▶ ESERCIZIO ASSEGNATO: Ripeti senza modifiche le righe dall'inizio fino alla riga che contiene "column 634, row 583", compresa.

▶ Voci di indicazione ed etichettatura:
★ ★ ★ ★

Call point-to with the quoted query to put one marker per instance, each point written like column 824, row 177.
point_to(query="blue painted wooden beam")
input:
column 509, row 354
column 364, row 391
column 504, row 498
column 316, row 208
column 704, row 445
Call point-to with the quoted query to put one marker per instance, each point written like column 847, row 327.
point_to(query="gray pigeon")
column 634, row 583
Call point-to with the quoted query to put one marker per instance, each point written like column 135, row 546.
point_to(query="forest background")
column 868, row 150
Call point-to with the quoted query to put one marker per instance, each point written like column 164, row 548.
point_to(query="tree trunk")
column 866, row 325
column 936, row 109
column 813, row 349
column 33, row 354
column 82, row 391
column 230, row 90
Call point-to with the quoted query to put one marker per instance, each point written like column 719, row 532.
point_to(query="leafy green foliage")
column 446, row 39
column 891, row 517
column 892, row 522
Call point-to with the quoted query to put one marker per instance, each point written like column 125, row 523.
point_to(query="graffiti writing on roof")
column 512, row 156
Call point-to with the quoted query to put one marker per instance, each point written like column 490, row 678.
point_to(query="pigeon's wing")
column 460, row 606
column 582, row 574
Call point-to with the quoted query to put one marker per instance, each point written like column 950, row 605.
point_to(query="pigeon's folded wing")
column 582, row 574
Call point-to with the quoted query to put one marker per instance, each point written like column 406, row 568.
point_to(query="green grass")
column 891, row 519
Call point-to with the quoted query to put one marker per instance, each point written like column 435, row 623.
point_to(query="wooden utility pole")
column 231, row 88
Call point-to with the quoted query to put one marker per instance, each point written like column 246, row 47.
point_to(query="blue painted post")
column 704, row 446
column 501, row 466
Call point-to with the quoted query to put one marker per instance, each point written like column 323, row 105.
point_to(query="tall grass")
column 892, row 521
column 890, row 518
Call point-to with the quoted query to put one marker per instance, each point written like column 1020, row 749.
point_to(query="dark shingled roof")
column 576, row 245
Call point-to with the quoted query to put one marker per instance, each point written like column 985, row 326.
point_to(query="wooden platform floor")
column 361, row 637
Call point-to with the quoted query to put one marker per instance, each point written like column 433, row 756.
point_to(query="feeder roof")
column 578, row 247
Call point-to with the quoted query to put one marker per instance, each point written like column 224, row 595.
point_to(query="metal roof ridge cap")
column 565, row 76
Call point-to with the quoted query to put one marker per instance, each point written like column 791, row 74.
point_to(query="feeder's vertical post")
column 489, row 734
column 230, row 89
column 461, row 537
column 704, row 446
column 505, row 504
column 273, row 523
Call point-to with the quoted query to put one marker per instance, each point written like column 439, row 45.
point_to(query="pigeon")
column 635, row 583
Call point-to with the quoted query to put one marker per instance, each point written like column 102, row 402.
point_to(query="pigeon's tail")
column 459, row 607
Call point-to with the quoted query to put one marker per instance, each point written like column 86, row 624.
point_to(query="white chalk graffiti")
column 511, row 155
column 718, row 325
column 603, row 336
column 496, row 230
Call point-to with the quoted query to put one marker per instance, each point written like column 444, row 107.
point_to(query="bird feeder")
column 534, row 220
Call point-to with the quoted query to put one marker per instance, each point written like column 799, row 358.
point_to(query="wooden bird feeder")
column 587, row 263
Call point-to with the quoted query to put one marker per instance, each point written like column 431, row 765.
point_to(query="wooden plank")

★ ★ ★ ★

▶ RISULTATO:
Call point-to with the quoted query to put one marker per instance, each point written like column 824, row 177.
point_to(query="blue painted wooden beam")
input:
column 509, row 354
column 364, row 391
column 504, row 498
column 316, row 208
column 704, row 445
Call point-to with the quoted query to put one marker per instance, each point written like column 847, row 327.
point_to(query="gray pigeon")
column 634, row 583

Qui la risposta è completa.